» **Document source**:
────────────────
Il y a presque une logique. Le concept est né après la découverte du Vantablack, ce matériau particulier qui absorbe la totalité de la lumière. D’un seul coup, il me rappelle à ma peur infantile qui est celle du noir, du néant, de l’extinction. Qu’y a-t-il après la finitude des choses ? Et puis le confinement arrive et je me rends compte que c’est le meilleur moment pour écrire ce type de film. Naturellement il s’impose tout seul. La tour répond également à la fin d’un cycle que je clos avec Gérard Depardieu avec qui j’ai tourné quatre films en cinq ans, à la découverte d’un nouveau fils de cinéma qui est Gaspar Ulliel avec qui je commençais à tisser plusieurs projets, dont la série “Il était une seconde fois”.

Et puis, d’un seul coup, je réalise ce documentaire, Les rois de l’arnaque, qui me déconnecte complètement. Je mets de la fiction dans le documentaire alors que je mets du documentaire dans la fiction avec mes projets avec Michel Houellebecq et Gérard Depardieu. Et puis arrive ce film, La tour, avec des acteurs inconnus où j’essaye de retrouver une forme de fraîcheur… Non, ce n’est pas le bon terme…

Créer l’inconfort chez le spectateur

Vous vouliez sortir de votre zone de confort.

Oui, voilà, ma zone de confort. C’est comme si je remettais les compteurs à zéro, comme si je clôturais un cycle avec un retour à ma première source d’influence : la littérature et le cinéma fantastique et d’horreur. Il y a quelque chose qui se boucle. Néanmoins, ce n’est pas prévisible, c’est quelque chose qui s’opère. En ce moment, je termine le montage d’un film et je suis déjà dans le tournage d’un autre. Ils représentent le démarrage vers une autre source d’inspiration, comme si La tour clôturait quelque chose dans ce que le film dit, dans sa problématique de finitude et de “qu’est-ce qu’il y a après la finitude ?”. Réponse : Rien.

Angèle Mac

Angèle Mac

Pourquoi situez-vous l’intrigue dans une tour en banlieue ?
────────────────
» **Données présentées**:
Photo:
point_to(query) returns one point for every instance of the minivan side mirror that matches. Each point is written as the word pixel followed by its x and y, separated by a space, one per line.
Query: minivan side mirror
────────────────
» **Consignes**:
A) Recopiez l'entretien, de « Oui, voilà, ma » jusqu'à « en banlieue ? », en changeant « cycle » en « chapitre ».
B) D'après l'entretien, combien de films ont été tournés avec Gérard Depardieu, et sur quelle durée ?

» **Réponses par consigne**:
A)
Oui, voilà, ma zone de confort. C’est comme si je remettais les compteurs à zéro, comme si je clôturais un chapitre avec un retour à ma première source d’influence : la littérature et le cinéma fantastique et d’horreur. Il y a quelque chose qui se boucle. Néanmoins, ce n’est pas prévisible, c’est quelque chose qui s’opère. En ce moment, je termine le montage d’un film et je suis déjà dans le tournage d’un autre. Ils représentent le démarrage vers une autre source d’inspiration, comme si La tour clôturait quelque chose dans ce que le film dit, dans sa problématique de finitude et de “qu’est-ce qu’il y a après la finitude ?”. Réponse : Rien.

Angèle Mac

Angèle Mac

Pourquoi situez-vous l’intrigue dans une tour en banlieue ?

B) Quatre films en cinq ans.